* TEXT TO READ *

>>>

Appellant was tried by a military judge sitting as a special court-martial. Contrary to his pleas, Appellant was convicted of the following offenses: one specification of dereliction of duty through neglect, one specification of signing a false basic allowance for quarters (BAQ) certification, and one specification of larceny of BAQ money in violation of Articles 92, 107, and 121 of the Uniform Code of Military Justice (UCMJ), respectively. The judge sentenced Appellant to a bad-conduct discharge (BCD), confinement for sixty days, and reduction to paygrade E-3. The convening authority approved the sentence as adjudged, but suspended the BCD and reduction below E-4 for three years.

Before this Court, Appellant has assigned three errors: (1) that the convening authority abused his discretion by ordering a sentence suspension for three years, (2) that the military judge erred to Appellants prejudice by admitting opinion testimony from Appellants officer in charge concerning rehabilitative potential, (3) that the evidence of record with respect to the larceny and false official statement offenses is factually insufficient in that it fails to establish the elements of intent to permanently deprive and intent to deceive. Assignments (2) and (3) are summarily rejected. It was not error to admit the opinion testimony of Appellants officer in charge. Moreover, the evidence of record convinces us beyond a reasonable doubt of Appellants guilt of all the offenses and, in particular, that the elements of intent to deceive by signing a false BAQ certification and intent to permanently deprive the Government of BAQ money to which Appellant was not entitled have been fully satisfied by the evidence.

<<<

* PROMPT *
In the court-martial excerpt, what sentence did the military judge impose on the appellant?

* DATASET EXTRACT *

>>>

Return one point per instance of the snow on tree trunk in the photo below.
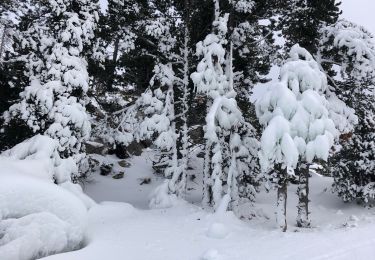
(227, 154)
(282, 196)
(303, 196)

<<<

* WRITTEN RESPONSE *
A bad-conduct discharge, confinement for sixty days, and reduction to paygrade E-3.